## Your assignment
Repeat precisely the span of lines below that opens with the line containing "Target: front bumper" and closes with the line containing "[[353, 804], [459, 909], [1086, 130]]", both included.

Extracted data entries
● ● ● ●

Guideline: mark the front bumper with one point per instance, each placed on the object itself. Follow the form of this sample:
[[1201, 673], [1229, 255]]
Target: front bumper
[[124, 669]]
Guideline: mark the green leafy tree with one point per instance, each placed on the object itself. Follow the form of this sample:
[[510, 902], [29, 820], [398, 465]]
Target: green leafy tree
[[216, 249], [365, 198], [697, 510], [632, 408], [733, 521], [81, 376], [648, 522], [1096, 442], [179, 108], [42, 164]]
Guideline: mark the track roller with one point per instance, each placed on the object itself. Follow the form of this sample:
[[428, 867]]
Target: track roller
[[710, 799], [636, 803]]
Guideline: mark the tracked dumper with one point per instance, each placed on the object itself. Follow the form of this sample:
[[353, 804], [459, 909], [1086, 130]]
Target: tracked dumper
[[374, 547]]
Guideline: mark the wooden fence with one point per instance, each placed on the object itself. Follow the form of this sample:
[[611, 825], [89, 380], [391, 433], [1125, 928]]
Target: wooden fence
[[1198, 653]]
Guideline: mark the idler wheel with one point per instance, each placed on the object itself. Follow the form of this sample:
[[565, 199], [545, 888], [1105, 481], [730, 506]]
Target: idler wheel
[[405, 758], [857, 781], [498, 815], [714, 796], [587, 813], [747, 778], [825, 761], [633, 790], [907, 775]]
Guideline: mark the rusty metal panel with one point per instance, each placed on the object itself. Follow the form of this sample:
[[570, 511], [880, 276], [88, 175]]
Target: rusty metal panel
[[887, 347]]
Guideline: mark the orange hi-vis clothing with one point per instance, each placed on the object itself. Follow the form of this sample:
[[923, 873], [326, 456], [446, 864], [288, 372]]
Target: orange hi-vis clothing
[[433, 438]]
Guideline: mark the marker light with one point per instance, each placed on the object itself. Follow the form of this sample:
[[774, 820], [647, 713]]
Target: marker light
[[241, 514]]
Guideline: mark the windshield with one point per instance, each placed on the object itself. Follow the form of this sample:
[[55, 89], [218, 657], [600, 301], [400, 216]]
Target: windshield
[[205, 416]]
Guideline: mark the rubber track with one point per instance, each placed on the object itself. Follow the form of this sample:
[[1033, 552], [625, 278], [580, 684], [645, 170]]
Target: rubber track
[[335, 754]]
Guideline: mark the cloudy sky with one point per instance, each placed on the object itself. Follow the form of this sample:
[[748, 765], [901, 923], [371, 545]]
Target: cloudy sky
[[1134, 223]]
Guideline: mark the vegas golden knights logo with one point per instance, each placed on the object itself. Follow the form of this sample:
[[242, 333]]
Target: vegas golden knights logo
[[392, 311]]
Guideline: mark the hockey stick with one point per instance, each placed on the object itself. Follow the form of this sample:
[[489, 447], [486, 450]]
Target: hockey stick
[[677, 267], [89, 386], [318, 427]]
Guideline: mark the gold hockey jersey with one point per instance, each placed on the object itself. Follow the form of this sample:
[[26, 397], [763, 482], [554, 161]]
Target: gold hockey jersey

● ● ● ●

## Solution for this exercise
Target: front bumper
[[124, 669]]
Guideline: mark the green leafy tree with one point per instance, each placed on the object itself. Follow the form of this sample:
[[510, 902], [29, 820], [398, 465]]
Target: green leafy tree
[[216, 249], [365, 198], [697, 510], [632, 408], [733, 521], [81, 376], [648, 522], [1096, 442], [179, 108], [42, 164]]
Guideline: mark the track roller with one point per instance, each placed on the object itself. Follow the form of this sample:
[[428, 867]]
Target: track roller
[[710, 799], [636, 803]]
Guideline: mark the tracked dumper with one point per instance, each placed on the object itself. Follow the form of this sample:
[[353, 804], [459, 909], [1086, 130]]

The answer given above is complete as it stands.